## TASK GOAL
Restate the data below word for word, and let no image into your version.

## TASK INPUTS
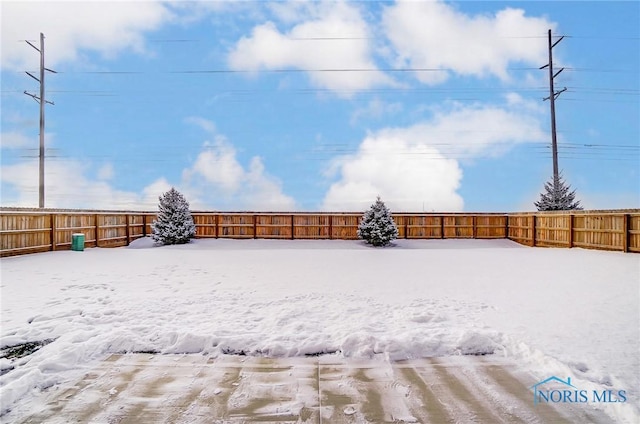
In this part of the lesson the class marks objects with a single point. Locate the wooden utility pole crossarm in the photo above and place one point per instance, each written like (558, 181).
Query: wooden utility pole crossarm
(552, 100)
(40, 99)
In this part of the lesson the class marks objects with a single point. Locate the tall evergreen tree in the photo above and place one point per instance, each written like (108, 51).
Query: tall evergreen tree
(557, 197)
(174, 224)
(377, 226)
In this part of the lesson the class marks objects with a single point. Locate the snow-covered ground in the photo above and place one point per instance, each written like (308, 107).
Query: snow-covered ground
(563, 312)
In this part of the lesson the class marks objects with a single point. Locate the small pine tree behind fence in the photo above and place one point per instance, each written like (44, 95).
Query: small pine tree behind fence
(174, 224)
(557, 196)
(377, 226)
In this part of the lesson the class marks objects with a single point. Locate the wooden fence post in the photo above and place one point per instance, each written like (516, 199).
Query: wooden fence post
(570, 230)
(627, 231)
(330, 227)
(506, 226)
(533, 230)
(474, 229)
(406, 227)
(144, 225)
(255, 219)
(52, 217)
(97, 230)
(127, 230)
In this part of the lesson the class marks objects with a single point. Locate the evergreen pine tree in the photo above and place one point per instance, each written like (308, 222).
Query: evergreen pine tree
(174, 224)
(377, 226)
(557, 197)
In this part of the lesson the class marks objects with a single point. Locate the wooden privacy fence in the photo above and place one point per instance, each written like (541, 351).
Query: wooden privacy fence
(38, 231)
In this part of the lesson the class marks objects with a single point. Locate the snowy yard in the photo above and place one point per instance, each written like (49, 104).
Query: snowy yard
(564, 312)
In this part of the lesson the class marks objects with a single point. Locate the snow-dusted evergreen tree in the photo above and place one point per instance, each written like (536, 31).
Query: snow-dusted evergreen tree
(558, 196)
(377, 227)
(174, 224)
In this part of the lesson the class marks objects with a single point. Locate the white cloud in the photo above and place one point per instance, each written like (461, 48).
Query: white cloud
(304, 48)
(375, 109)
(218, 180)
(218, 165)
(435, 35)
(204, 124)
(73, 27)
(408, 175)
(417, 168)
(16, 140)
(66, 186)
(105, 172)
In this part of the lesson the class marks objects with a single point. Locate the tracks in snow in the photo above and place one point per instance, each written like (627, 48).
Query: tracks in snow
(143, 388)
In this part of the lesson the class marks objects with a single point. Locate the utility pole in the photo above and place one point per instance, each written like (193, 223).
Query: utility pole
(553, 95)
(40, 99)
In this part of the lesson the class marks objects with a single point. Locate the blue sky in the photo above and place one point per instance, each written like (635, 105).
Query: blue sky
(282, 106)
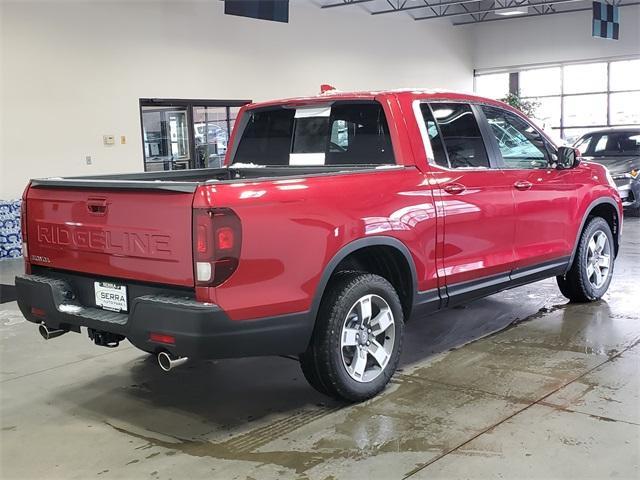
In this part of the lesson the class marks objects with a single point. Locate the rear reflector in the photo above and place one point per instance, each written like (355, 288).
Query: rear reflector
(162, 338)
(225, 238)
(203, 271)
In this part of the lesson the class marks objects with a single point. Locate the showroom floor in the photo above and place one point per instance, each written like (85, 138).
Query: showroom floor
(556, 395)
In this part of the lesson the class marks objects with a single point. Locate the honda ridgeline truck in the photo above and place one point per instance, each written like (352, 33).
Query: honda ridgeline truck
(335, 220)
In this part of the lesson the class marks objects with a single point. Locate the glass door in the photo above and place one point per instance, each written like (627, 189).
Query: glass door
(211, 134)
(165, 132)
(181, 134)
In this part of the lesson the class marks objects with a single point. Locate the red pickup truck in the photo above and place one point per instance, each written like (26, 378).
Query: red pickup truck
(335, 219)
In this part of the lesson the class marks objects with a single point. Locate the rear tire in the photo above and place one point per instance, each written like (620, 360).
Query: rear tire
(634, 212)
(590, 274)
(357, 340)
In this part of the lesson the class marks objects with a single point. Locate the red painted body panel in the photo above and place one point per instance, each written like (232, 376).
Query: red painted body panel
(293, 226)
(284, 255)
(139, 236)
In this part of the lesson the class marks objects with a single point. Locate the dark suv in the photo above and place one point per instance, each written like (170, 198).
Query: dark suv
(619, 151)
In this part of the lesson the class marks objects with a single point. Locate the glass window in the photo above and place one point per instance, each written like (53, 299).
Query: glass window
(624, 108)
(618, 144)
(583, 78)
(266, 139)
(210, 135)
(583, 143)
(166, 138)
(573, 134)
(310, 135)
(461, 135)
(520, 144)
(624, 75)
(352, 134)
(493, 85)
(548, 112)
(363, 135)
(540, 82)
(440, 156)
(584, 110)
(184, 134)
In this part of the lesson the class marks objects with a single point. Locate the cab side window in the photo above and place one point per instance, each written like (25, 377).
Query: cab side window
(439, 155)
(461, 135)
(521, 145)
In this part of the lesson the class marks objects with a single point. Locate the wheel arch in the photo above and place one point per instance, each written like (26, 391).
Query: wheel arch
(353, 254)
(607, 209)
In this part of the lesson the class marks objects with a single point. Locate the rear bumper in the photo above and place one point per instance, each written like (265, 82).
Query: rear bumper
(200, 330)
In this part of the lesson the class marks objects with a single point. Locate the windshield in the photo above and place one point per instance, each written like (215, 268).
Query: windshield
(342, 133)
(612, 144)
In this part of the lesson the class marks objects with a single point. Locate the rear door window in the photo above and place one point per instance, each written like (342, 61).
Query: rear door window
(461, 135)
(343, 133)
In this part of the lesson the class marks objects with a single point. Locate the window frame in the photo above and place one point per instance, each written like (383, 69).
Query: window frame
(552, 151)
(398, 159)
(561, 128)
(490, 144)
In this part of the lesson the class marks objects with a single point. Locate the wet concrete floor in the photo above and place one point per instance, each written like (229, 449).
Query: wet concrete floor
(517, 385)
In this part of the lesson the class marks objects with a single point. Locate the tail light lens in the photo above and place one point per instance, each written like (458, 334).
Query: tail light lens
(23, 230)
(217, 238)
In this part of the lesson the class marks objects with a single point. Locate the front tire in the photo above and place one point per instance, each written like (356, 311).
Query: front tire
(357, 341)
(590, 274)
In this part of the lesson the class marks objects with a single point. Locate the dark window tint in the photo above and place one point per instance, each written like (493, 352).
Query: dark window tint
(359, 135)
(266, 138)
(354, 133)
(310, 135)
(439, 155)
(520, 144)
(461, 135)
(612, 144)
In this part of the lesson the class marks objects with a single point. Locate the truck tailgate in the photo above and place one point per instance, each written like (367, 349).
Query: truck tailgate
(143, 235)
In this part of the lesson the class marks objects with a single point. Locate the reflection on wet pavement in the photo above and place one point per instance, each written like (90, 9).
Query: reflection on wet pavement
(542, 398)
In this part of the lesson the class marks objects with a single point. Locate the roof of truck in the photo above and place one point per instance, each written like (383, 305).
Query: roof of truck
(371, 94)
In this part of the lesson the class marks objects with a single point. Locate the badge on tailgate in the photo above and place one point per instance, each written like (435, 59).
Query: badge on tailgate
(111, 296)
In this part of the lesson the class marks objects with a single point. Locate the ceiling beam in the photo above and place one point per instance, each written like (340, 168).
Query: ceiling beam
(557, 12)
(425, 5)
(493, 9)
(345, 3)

## WRITTEN REPLY
In this part of the lesson the class marks objects with a single point. Locate the wooden utility pole crossarm in the photo above and place one point per instance, each written like (558, 181).
Query: wooden utility pole crossarm
(552, 100)
(40, 99)
In this part of the lesson the class marks objects with a single point. Locate the tall evergreen tree in the photo above and place one point per instance, each written like (108, 51).
Query: tall evergreen tree
(557, 197)
(174, 224)
(377, 226)
In this part of the lesson the class marks objects with a single point. Locate the snow-covered ground in the photo above and place one point per instance, each written like (308, 107).
Query: snow-covered ground
(563, 312)
In this part of the lesson the class marks objects with a single point. Locate the small pine tree behind fence in the photo above and place one point per instance, each written like (44, 95).
Query: small pine tree behind fence
(174, 224)
(557, 196)
(377, 226)
In this part of the lesson the class marks objects with a single point. Locate the wooden fence post in the photo above and place one point per instance, each written like (516, 199).
Query: wooden fence post
(570, 230)
(627, 231)
(330, 227)
(506, 226)
(533, 230)
(474, 229)
(406, 227)
(144, 225)
(255, 219)
(52, 217)
(97, 230)
(127, 230)
In this part of the lesson the class marks objects with a single point. Locate the evergreen pine tree in the photo above and place one point per instance, each written like (308, 222).
Query: evergreen pine tree
(174, 224)
(377, 226)
(557, 197)
In this part of the lesson the class marks objects with a single point. Locate the wooden privacy fence in the photo above and place one point per instance, each written like (541, 351).
Query: wooden privacy fence
(38, 231)
In this part of the lesson the class marks objects with a single point. Locate the snowy yard in the photo above and place one point per instance, each written like (49, 104).
Query: snowy yard
(564, 312)
In this part of the lesson the class marks objects with a single point. Locate the snow-dusted evergreen tree in the photo above and place one point per instance, each written like (536, 31).
Query: snow-dusted evergreen tree
(558, 196)
(377, 227)
(174, 224)
In this part of the lesson the class marks objects with a single point. Locate the white cloud in the photo above and place one point per instance, each written like (461, 48).
Query: white cloud
(304, 48)
(375, 109)
(218, 180)
(218, 165)
(435, 35)
(204, 124)
(73, 27)
(408, 175)
(417, 168)
(16, 140)
(66, 186)
(105, 172)
In this part of the lesson the class marks objects with a single point. Locate the tracks in snow in the photo above and place one point per instance, each written like (627, 48).
Query: tracks in snow
(143, 388)
In this part of the lesson the class marks objects with a single point. Locate the utility pole in the photo above and place one point per instance, each written like (193, 223).
Query: utility pole
(553, 95)
(40, 99)
In this part of the lesson the class marks objects with a single point. Locate the blue sky in the photo above and place one point per instance, each written like (635, 105).
Query: blue sky
(282, 106)
In this part of the lesson the class marks objects with a single point. Locate the rear reflector in the photo above and place one point per instance, each written like (355, 288).
Query: rear reflector
(162, 338)
(225, 238)
(203, 271)
In this part of the lesson the class marks objects with a single point. Locate the showroom floor in the photo above and place one point per instance, each written like (85, 138).
Query: showroom floor
(556, 395)
In this part of the lesson the class marks objects with a single point. Locate the honda ridgeline truck in the photo above and place one point per instance, each written like (352, 33).
Query: honda ridgeline truck
(335, 220)
In this part of the lesson the class marks objects with a single point. Locate the glass door in the photo above and place one point per instance, each written like (627, 189).
Query: glass door
(211, 134)
(165, 132)
(181, 134)
In this part of the lesson the class marks objects with a single point. Locate the red pickup truck in the photo above and place one point per instance, each written like (26, 378).
Query: red pickup truck
(335, 219)
In this part of the lesson the class marks objects with a single point. Locate the rear tire in the photo above and place one point per instance, each written like (620, 360).
Query: rear tire
(634, 212)
(590, 274)
(357, 340)
In this part of the lesson the class marks objects with a single point. Locate the red painted body panel in the photo above and place one point per instance, each written like (232, 376).
Query: red painted body panel
(293, 226)
(284, 255)
(139, 236)
In this part of the lesson the class marks objects with a single point. Locate the dark suv in the photo above and place one point per instance, each written like (170, 198).
Query: dark suv
(619, 151)
In this part of the lesson the class marks objects with a single point. Locate the glass window in the photo above and place one point per instance, each written like (53, 299).
Query: glass window
(624, 108)
(618, 144)
(583, 78)
(266, 139)
(210, 135)
(583, 143)
(166, 138)
(573, 134)
(310, 135)
(461, 135)
(520, 144)
(624, 75)
(352, 134)
(493, 85)
(548, 112)
(363, 135)
(540, 82)
(440, 156)
(584, 110)
(184, 134)
In this part of the lesson the class marks objects with a single point. Locate the cab side window in the photo above and place one point per instance, each written like (25, 377).
Query: cab side window
(439, 155)
(461, 135)
(521, 145)
In this part of the lesson the class marks objects with a single point. Locate the wheel arch in the photo above and place one point per instance, each written like (26, 391).
Query: wheel arch
(353, 254)
(607, 209)
In this part of the lesson the class marks objects with a single point. Locate the rear bumper in the photo above and place one point per instance, each written like (265, 82).
Query: rear bumper
(200, 330)
In this part of the lesson the class marks objects with a single point. Locate the windshield in the photo above and place one point per instance, each written like (215, 268).
Query: windshield
(342, 133)
(612, 144)
In this part of the lesson the class marks objects with a single point. Locate the rear door window in the photo above and place one point per instance, each written like (342, 61).
Query: rear door window
(461, 135)
(343, 133)
In this part of the lesson the class marks objects with a single point. Locate the window frame in the photo above and place one point per instance, each written like (383, 69).
Query: window frame
(552, 151)
(398, 159)
(561, 128)
(490, 144)
In this part of the lesson the class marks objects with a single point. Locate the wet concrete floor in the photo above and place one point per instance, each written like (229, 449).
Query: wet concrete floor
(517, 385)
In this part of the lesson the class marks objects with a single point. Locate the tail light lens in the photo above and place one point per instance, each written like (458, 334).
Query: tail light lens
(23, 230)
(217, 238)
In this part of the lesson the class marks objects with a single point. Locate the front tire in the photo above and place one point per instance, each written like (356, 311).
Query: front tire
(357, 341)
(590, 274)
In this part of the lesson the class marks objects with a single point. Locate the dark window tint in the photo above and place one point per instance, each written like (493, 352).
Query: dark window tint
(359, 135)
(266, 138)
(354, 133)
(310, 135)
(439, 155)
(520, 144)
(461, 135)
(612, 144)
In this part of the lesson the class marks objects with a single point. Locate the truck tailgate in the photo above and place one point per instance, each written like (367, 349).
Query: truck tailgate
(143, 235)
In this part of the lesson the class marks objects with a single point. Locate the reflection on wet pavement in the photo above and place one point per instance, each written like (90, 9).
Query: reflection on wet pavement
(542, 398)
In this part of the lesson the class marks objects with a single point. Locate the roof of truck in the photo above and place one point per instance, each written like (383, 305).
Query: roof of truck
(371, 94)
In this part of the lesson the class marks objects with a single point. Locate the badge on tailgate in the photo above and place one point per instance, each written like (435, 59).
Query: badge on tailgate
(111, 296)
In this part of the lesson the class marks objects with a single point. Locate the ceiling beam in the photo above and place one point per instance, each written like (340, 168).
Query: ceiling beam
(557, 12)
(425, 5)
(493, 9)
(345, 3)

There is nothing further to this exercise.